■ STATED EXERCISE ■
Copy all of the records below verbatim.

-- Begin EXCERPTED DATA --

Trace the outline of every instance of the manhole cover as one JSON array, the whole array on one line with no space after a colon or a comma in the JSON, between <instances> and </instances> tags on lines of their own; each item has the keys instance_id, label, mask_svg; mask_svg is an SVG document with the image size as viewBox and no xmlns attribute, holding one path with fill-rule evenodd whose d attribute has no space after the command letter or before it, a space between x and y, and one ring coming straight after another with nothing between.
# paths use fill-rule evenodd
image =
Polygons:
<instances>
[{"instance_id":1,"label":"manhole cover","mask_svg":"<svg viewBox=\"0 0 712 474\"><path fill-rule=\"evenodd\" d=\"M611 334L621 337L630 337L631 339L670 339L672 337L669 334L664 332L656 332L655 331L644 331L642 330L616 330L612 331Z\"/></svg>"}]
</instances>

-- End EXCERPTED DATA --

■ EXERCISE SOLUTION ■
Trace the outline of every instance of the manhole cover as one JSON array, the whole array on one line with no space after a colon or a comma in the JSON, between <instances> and </instances> tags on lines of their own; each item has the keys instance_id, label, mask_svg; mask_svg is an SVG document with the image size as viewBox and no xmlns attribute, holding one path with fill-rule evenodd whose d attribute has no space after the command letter or before it, a space between x and y, and one ring coming straight after another with nothing between.
# paths use fill-rule evenodd
image =
Polygons:
<instances>
[{"instance_id":1,"label":"manhole cover","mask_svg":"<svg viewBox=\"0 0 712 474\"><path fill-rule=\"evenodd\" d=\"M611 334L621 337L630 337L631 339L670 339L672 337L669 334L664 332L656 332L655 331L644 331L642 330L616 330L612 331Z\"/></svg>"}]
</instances>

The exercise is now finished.